Work request:
Reproduce word for word the passage of the radial access article that runs from "Giving Heart Surgery" to "for safer angiograms.".

Extract:
- - -
Giving Heart Surgery A Hand

Did you know that the big breakthrough in angiograms is the smaller access through the hand? Dr. Rajesh takes us through Radial Access a novel procedure for safer angiograms.
A big breakthrough in heart care was the development of minimally invasive procedures such as coronary angiograms and angioplasty. Patients with debilitating and life threatening heart disease can now resume full activity through angioplasty and stenting.

The Traditional Approach
So far, for an angiogram, the approach has always been through the femoral artery in the groin (this is a large artery). A catheter is
guided through the artery to the narrowed blood vessel in the heart and the stent is inserted. This approach through the femoral artery has been traditionally used due to technical ease. It has certain disadvantages, however:

  • Prolonged bed rest for many hours after the procedure

  • Association with back pain, urinary retention and neuropathy

  • Frequent complications such as bleeding, haematomas, pseudoaneurysms etc. that may require longer hospital stay and at times, surgery

A Novel Development
These factors led us to develop a novel approach that we now use as routine at MIOT. Instead of the femoral artery, we now enter using the tiny artery in the wrist called the radial artery. The radial artery approach has several advantages:

  • Increased patient safety and comfort

  • Patients walk in and walk out of the procedure room

  • Complications are rare

The safety aspect of radial access angiography has opened a new world of possibilities. Patients who undergo stenting to blocked heart arteries through this approach are able to go home within a few hours. The patients typically walk out of the room with a small plaster over the wrist, have a cup of tea in the waiting room and leave the hospital in two hours!
- - -
Information:
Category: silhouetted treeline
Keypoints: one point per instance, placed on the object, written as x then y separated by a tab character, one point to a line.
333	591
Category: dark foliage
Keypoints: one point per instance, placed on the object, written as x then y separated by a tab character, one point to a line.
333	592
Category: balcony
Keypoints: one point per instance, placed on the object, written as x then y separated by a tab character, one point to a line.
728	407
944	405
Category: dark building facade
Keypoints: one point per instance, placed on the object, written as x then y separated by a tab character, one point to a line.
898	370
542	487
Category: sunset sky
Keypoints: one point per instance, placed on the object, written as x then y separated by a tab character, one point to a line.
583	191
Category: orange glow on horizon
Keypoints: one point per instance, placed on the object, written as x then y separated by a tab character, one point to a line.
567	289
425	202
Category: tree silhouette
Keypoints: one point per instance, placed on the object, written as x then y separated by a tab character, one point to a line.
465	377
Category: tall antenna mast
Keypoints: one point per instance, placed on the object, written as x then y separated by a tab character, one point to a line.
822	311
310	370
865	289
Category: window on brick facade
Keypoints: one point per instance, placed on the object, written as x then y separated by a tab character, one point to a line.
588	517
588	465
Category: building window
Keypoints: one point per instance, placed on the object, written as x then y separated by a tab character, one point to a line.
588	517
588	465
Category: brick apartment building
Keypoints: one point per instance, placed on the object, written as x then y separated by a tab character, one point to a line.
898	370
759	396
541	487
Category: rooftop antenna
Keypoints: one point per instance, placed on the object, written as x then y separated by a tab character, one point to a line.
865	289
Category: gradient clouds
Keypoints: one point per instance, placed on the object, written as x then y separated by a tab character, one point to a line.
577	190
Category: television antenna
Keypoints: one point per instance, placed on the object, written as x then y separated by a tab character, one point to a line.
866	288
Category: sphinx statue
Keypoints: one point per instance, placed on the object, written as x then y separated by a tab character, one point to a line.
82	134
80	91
- - -
Answer to the exercise:
Giving Heart Surgery A Hand

Did you know that the big breakthrough in angiograms is the smaller access through the hand? Dr. Rajesh takes us through Radial Access a novel procedure for safer angiograms.